Metro: Last Light - Destroyed CityDer deutsche Publisher Deep Silver hat sich vor Kurzem zu den Berichten um eine mögliche PlayStation 4-Version des kommenden First-Person-Shooters Metro: Last Light geäußert und einen Release für die Next-Generation-Konsolen dementiert. Wie der Publisher erklärt, haben sich bei der Übersetzung des Interviews mit Creative Director Andrew Prokhorov einige Fehler eingeschlichen.

Vorerst keine PS4-Fassung geplant

Angeblich war von einer geplanten PlayStation 4-Version die Rede, die neben Metro: Last Light auch noch den Vorgänger Metro: 2033 beinhalten sollte. Auch ein Mehrspieler-Modus, der zu einem späteren Zeitpunkt via Xbox Live Arcade erscheinen sollte, war ein Thema. Wie Deep Silver nun in einem Gespräch mit der Redaktion von Joystiq verriet, haben sich bei der Übersetzung des Video-Interviews der ukrainischen Technik-Webseite ITCChannel jedoch offenbar einige Fehler eingeschlichen.

„Es ist kein Geheimnis, dass 4A Games ein SDK für Metro veröffentlichen und die Arbeit an den vielversprechenden Mehrspielerkomponenten beenden will, um diese in irgendeiner Form doch noch zu veröffentlichen. Zudem wird geprüft, ob eine PlayStation 4-Version kommerziell einen Sinn ergibt”, erklärte der Publisher gegenüber Joystiq. “Allerdings wurden die Arbeiten an einer Next-Generation-Konsolen-Version bisher nicht begonnen“.

Next-Gen-Version aktuell nur eine Idee

Wie Deep Silver betont, existieren aktuell zu den möglichen Next-Gen-Umsetzungen bestenfalls nur ein paar Ideen.

„Allerdings sind diese Ideen momentan auch nicht mehr als das. Es wird einige Zeit dauern, bevor wir überhaupt eines dieser Projekte aufgreifen oder Vermutungen darüber anstellen können, wann sie vielleicht erscheinen werden. Es könnte sowohl alles als auch nichts davon passieren. Jeder, der Metro: Last Light als PlayStation 4-Launch-Titel erwartet, wird aber vermutlich enttäuscht sein”, so der Publisher.

· · ·

▶ [Arbeitsauftrag 1]: Prüfe, ob die Aussagen (a) bis (c) mit dem Text über Metro: Last Light übereinstimmen, und belege jede Antwort mit Ja oder Nein samt den entscheidenden Worten des Textes als wörtliches Zitat. (a) Laut Deep Silver wurden die Arbeiten an einer Next-Generation-Konsolen-Version bereits begonnen. (b) Das Video-Interview stammt von der ukrainischen Technik-Webseite ITCChannel. (c) Der Mehrspieler-Modus sollte angeblich via Xbox Live Arcade erscheinen.
▶ [Arbeitsauftrag 2]: Entnimm dem Text über Metro: Last Light den Abschnitt, der bei den Worten „Metro: Last Light - Destroyed“ einsetzt, und brich nach „Prokhorov einige Fehler eingeschlichen.“ ab.
Die Datensätze haben mit dem Text über Metro: Last Light nichts zu tun.

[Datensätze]
· · ·

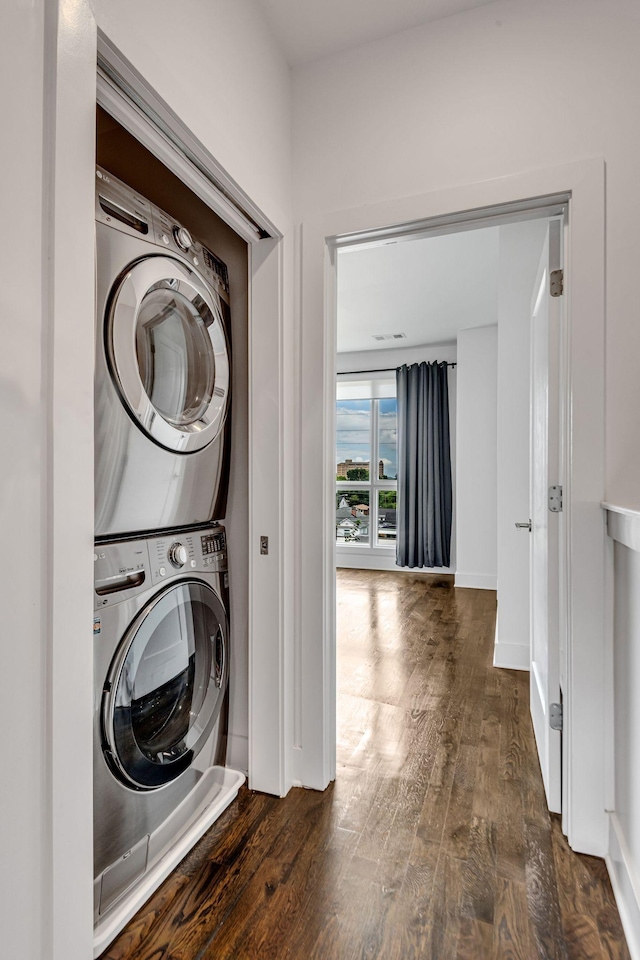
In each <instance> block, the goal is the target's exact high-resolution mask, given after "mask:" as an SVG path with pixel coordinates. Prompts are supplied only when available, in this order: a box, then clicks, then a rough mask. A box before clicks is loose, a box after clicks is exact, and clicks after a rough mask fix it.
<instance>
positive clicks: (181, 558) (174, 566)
mask: <svg viewBox="0 0 640 960" xmlns="http://www.w3.org/2000/svg"><path fill="white" fill-rule="evenodd" d="M167 556H168V557H169V560H170V561H171V563H172V564H173V565H174V567H184V565H185V563H186V562H187V559H188V556H189V555H188V553H187V548H186V547H185V545H184V543H172V544H171V546H170V547H169V553H168V554H167Z"/></svg>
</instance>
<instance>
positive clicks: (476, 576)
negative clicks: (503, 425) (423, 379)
mask: <svg viewBox="0 0 640 960" xmlns="http://www.w3.org/2000/svg"><path fill="white" fill-rule="evenodd" d="M497 384H498V327H497V325H493V326H491V327H474V328H473V329H472V330H460V332H459V333H458V422H457V435H458V440H457V447H458V450H457V459H458V467H457V496H456V511H457V530H458V535H457V552H458V559H457V570H456V586H457V587H477V588H479V589H484V590H495V589H496V580H497V563H498V560H497V551H498V540H497V534H496V525H497V494H496V485H497V463H498V461H497V417H498V413H497V389H498V388H497Z"/></svg>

· · ·

▶ [Schriftliche Antwort 1]:
(a) Nein: „Allerdings wurden die Arbeiten an einer Next-Generation-Konsolen-Version bisher nicht begonnen“
(b) Ja: „des Video-Interviews der ukrainischen Technik-Webseite ITCChannel“
(c) Ja: „der zu einem späteren Zeitpunkt via Xbox Live Arcade erscheinen sollte“

▶ [Schriftliche Antwort 2]:
Metro: Last Light - Destroyed CityDer deutsche Publisher Deep Silver hat sich vor Kurzem zu den Berichten um eine mögliche PlayStation 4-Version des kommenden First-Person-Shooters Metro: Last Light geäußert und einen Release für die Next-Generation-Konsolen dementiert. Wie der Publisher erklärt, haben sich bei der Übersetzung des Interviews mit Creative Director Andrew Prokhorov einige Fehler eingeschlichen.